What needs to be done ->
Every single entry should be printed exactly.

==========

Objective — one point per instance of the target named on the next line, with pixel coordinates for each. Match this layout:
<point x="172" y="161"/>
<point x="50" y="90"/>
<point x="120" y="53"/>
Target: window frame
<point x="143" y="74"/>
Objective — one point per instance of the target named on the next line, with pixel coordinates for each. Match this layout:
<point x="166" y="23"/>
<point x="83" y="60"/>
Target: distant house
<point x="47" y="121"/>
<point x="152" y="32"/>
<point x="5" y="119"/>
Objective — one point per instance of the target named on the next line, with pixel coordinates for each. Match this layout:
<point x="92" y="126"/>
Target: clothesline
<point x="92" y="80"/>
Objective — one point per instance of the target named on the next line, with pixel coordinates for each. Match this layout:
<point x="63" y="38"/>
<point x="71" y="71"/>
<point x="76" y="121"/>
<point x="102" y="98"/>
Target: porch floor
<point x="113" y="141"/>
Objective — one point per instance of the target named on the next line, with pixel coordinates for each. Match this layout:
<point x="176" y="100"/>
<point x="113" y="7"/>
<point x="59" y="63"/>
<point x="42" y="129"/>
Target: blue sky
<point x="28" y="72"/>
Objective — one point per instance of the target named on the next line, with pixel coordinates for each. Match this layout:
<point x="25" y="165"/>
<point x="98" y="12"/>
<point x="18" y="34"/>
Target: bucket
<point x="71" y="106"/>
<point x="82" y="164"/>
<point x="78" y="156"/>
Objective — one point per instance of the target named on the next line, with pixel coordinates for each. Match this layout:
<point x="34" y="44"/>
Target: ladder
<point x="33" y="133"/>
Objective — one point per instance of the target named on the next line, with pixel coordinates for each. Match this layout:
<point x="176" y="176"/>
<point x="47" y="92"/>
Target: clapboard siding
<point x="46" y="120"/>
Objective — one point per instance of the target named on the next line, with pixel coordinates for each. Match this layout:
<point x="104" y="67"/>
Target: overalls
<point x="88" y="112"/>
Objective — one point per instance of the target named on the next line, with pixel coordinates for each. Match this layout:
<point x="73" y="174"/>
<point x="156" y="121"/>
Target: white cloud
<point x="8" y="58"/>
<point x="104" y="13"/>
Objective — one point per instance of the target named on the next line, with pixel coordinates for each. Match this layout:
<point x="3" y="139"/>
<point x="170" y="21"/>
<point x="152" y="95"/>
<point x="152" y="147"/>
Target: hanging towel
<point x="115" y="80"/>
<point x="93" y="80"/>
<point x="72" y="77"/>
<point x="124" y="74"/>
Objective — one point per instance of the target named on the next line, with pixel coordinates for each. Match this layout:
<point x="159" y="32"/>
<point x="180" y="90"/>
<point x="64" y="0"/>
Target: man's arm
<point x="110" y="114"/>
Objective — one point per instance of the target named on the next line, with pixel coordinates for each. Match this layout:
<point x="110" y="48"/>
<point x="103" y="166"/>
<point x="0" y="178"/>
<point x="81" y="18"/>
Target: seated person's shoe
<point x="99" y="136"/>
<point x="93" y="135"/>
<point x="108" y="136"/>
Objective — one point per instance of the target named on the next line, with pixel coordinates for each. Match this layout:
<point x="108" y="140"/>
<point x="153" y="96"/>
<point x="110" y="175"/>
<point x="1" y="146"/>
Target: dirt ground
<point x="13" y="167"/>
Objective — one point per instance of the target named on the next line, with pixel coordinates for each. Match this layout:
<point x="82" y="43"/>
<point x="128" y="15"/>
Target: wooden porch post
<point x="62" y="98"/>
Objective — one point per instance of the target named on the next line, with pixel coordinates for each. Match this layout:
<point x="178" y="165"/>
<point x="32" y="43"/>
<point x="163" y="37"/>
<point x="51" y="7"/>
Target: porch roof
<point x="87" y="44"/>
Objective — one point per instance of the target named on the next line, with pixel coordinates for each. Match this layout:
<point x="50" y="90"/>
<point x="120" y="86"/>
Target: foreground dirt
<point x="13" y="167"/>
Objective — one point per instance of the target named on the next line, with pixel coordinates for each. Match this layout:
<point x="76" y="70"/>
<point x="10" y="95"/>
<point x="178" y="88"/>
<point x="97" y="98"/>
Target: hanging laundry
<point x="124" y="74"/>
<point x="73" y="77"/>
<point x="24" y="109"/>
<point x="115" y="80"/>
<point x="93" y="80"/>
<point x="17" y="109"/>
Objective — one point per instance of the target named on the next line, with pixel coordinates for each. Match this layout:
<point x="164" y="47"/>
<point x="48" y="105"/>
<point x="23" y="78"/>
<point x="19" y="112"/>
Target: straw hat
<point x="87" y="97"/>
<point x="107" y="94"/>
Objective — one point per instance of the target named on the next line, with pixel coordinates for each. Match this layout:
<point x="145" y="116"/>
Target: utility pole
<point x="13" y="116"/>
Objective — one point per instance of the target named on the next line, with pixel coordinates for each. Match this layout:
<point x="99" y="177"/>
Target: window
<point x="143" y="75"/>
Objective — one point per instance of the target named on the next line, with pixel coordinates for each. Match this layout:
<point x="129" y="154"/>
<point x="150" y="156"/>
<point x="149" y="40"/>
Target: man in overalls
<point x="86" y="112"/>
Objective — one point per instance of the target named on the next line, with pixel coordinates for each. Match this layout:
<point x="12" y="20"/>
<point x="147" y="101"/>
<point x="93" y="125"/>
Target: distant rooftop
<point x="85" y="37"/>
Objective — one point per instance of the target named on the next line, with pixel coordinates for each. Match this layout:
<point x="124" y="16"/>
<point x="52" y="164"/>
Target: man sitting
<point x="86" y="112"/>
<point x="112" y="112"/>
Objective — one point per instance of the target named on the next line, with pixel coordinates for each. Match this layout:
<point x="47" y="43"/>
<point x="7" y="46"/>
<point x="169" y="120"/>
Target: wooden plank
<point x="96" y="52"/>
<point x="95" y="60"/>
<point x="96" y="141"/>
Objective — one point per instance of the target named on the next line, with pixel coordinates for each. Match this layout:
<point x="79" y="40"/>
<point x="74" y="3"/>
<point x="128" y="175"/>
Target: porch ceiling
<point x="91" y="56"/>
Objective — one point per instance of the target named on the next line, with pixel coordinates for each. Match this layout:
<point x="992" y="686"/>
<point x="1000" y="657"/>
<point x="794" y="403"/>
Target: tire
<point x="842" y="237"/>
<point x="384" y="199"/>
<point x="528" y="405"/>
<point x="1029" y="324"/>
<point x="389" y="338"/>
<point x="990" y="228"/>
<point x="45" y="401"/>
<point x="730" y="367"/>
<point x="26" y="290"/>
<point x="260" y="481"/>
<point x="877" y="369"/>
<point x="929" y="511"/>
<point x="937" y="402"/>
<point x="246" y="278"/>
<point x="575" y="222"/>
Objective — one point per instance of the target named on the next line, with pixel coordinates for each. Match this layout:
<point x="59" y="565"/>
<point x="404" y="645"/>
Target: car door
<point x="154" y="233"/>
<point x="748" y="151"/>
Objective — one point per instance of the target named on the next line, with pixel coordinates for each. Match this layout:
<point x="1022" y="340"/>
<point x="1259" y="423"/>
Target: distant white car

==========

Answer box ->
Objective — one point per instance of the target named on the next line, with pixel coordinates for each. Match this layout:
<point x="172" y="161"/>
<point x="50" y="90"/>
<point x="120" y="53"/>
Target: window frame
<point x="143" y="74"/>
Objective — one point per instance of the target named on the next line, with pixel coordinates for each. Match this layout:
<point x="166" y="23"/>
<point x="83" y="60"/>
Target: distant house
<point x="47" y="121"/>
<point x="152" y="32"/>
<point x="5" y="119"/>
Objective — one point per instance of the target named on the next line, with pixel coordinates for each. Match this layout:
<point x="92" y="126"/>
Target: clothesline
<point x="92" y="80"/>
Objective — one point per instance of the target named on the next line, with pixel coordinates for each. Match this layout:
<point x="63" y="38"/>
<point x="71" y="71"/>
<point x="76" y="121"/>
<point x="102" y="98"/>
Target: porch floor
<point x="113" y="141"/>
Objective — one point per instance of the target named on the next line, with pixel coordinates for each. Match this layout:
<point x="176" y="100"/>
<point x="113" y="7"/>
<point x="59" y="63"/>
<point x="42" y="129"/>
Target: blue sky
<point x="28" y="72"/>
Objective — one point per instance of the target named on the next line, with pixel coordinates for each. Match this layout:
<point x="25" y="165"/>
<point x="98" y="12"/>
<point x="18" y="34"/>
Target: bucket
<point x="71" y="106"/>
<point x="82" y="164"/>
<point x="78" y="156"/>
Objective — one point per instance of the target named on the next line, with pixel coordinates for each. Match this layout:
<point x="34" y="44"/>
Target: ladder
<point x="33" y="133"/>
Objective — one point per instance of the target named on the next line, with pixel coordinates for each. Match this layout:
<point x="176" y="176"/>
<point x="47" y="92"/>
Target: clapboard siding
<point x="46" y="120"/>
Objective — one point per instance of the target named on the next line, with pixel coordinates for each. Match this layout:
<point x="104" y="67"/>
Target: overalls
<point x="88" y="112"/>
Objective — one point per instance of the target named on the next line, with pixel coordinates for each. Match this layout:
<point x="73" y="174"/>
<point x="156" y="121"/>
Target: white cloud
<point x="8" y="58"/>
<point x="104" y="13"/>
Objective — one point per instance of the target named on the next line, with pixel coordinates for each. Match this layout:
<point x="3" y="139"/>
<point x="170" y="21"/>
<point x="152" y="95"/>
<point x="152" y="147"/>
Target: hanging towel
<point x="115" y="80"/>
<point x="93" y="80"/>
<point x="72" y="77"/>
<point x="124" y="74"/>
Objective — one point per instance of the target named on the next line, with pixel coordinates for each. Match this layout:
<point x="159" y="32"/>
<point x="180" y="90"/>
<point x="64" y="0"/>
Target: man's arm
<point x="110" y="114"/>
Objective — one point per instance of the target named on the next line, with pixel coordinates for each. Match this layout:
<point x="110" y="48"/>
<point x="103" y="166"/>
<point x="0" y="178"/>
<point x="81" y="18"/>
Target: seated person's shoe
<point x="99" y="136"/>
<point x="93" y="135"/>
<point x="108" y="136"/>
Objective — one point per instance of the target named on the next line, with pixel coordinates for each. Match this layout:
<point x="108" y="140"/>
<point x="153" y="96"/>
<point x="110" y="175"/>
<point x="1" y="146"/>
Target: dirt ground
<point x="13" y="167"/>
Objective — one point per instance of the target named on the next line, with pixel coordinates for each. Match this layout:
<point x="82" y="43"/>
<point x="128" y="15"/>
Target: wooden porch post
<point x="62" y="98"/>
Objective — one point per instance of the target named on the next line, with pixel coordinates for each. Match this layout:
<point x="178" y="165"/>
<point x="32" y="43"/>
<point x="163" y="37"/>
<point x="51" y="7"/>
Target: porch roof
<point x="87" y="44"/>
Objective — one point per instance of the target named on the next line, with pixel coordinates for each. Match this layout:
<point x="50" y="90"/>
<point x="120" y="86"/>
Target: foreground dirt
<point x="13" y="167"/>
Objective — one point per instance of the target named on the next line, with pixel coordinates for each. Match this layout:
<point x="76" y="70"/>
<point x="10" y="95"/>
<point x="178" y="88"/>
<point x="97" y="98"/>
Target: hanging laundry
<point x="124" y="74"/>
<point x="73" y="77"/>
<point x="24" y="109"/>
<point x="115" y="80"/>
<point x="93" y="80"/>
<point x="17" y="109"/>
Objective — one point per instance of the target named on the next line, with pixel coordinates for each. Match this layout:
<point x="164" y="47"/>
<point x="48" y="105"/>
<point x="23" y="78"/>
<point x="19" y="112"/>
Target: straw hat
<point x="87" y="97"/>
<point x="107" y="94"/>
Objective — one point per instance of the target named on the next line, with pixel coordinates for each. Match this layout:
<point x="145" y="116"/>
Target: utility pole
<point x="13" y="116"/>
Objective — one point per instance of the target named on the next line, with pixel coordinates for each. Match this layout:
<point x="99" y="177"/>
Target: window
<point x="143" y="75"/>
Objective — one point per instance of the target named on the next line, with pixel coordinates for each. Match this layout:
<point x="129" y="154"/>
<point x="150" y="156"/>
<point x="149" y="40"/>
Target: man in overalls
<point x="86" y="112"/>
Objective — one point per instance of the target named on the next line, with pixel coordinates for each. Match this layout:
<point x="12" y="20"/>
<point x="147" y="101"/>
<point x="93" y="125"/>
Target: distant rooftop
<point x="85" y="37"/>
Objective — one point per instance of the target named on the next line, with pixel coordinates for each. Match this layout:
<point x="124" y="16"/>
<point x="52" y="164"/>
Target: man sitting
<point x="86" y="112"/>
<point x="112" y="112"/>
Objective — one point per instance of the target named on the next line, with pixel coordinates for each. Match this layout:
<point x="47" y="43"/>
<point x="7" y="46"/>
<point x="169" y="120"/>
Target: wooden plank
<point x="96" y="52"/>
<point x="95" y="60"/>
<point x="96" y="141"/>
Objective — one point per instance of the target named on the next line, with pixel coordinates for each. Match this layout:
<point x="79" y="40"/>
<point x="74" y="3"/>
<point x="128" y="175"/>
Target: porch ceiling
<point x="91" y="56"/>
Objective — one point per instance of the target named on the next line, with pixel coordinates for each. Match this layout:
<point x="992" y="686"/>
<point x="1000" y="657"/>
<point x="794" y="403"/>
Target: tire
<point x="842" y="237"/>
<point x="384" y="199"/>
<point x="528" y="405"/>
<point x="1029" y="324"/>
<point x="389" y="338"/>
<point x="990" y="228"/>
<point x="45" y="401"/>
<point x="730" y="367"/>
<point x="26" y="290"/>
<point x="260" y="481"/>
<point x="877" y="369"/>
<point x="929" y="511"/>
<point x="937" y="402"/>
<point x="246" y="278"/>
<point x="575" y="222"/>
Objective — one point per instance of the target named on the next line, with pixel coordinates for each. Match this layout:
<point x="59" y="565"/>
<point x="404" y="645"/>
Target: car door
<point x="154" y="233"/>
<point x="748" y="151"/>
Objective — one point per instance of the target named on the next line, with pixel coordinates for each. Match this layout:
<point x="1022" y="340"/>
<point x="1259" y="423"/>
Target: distant white car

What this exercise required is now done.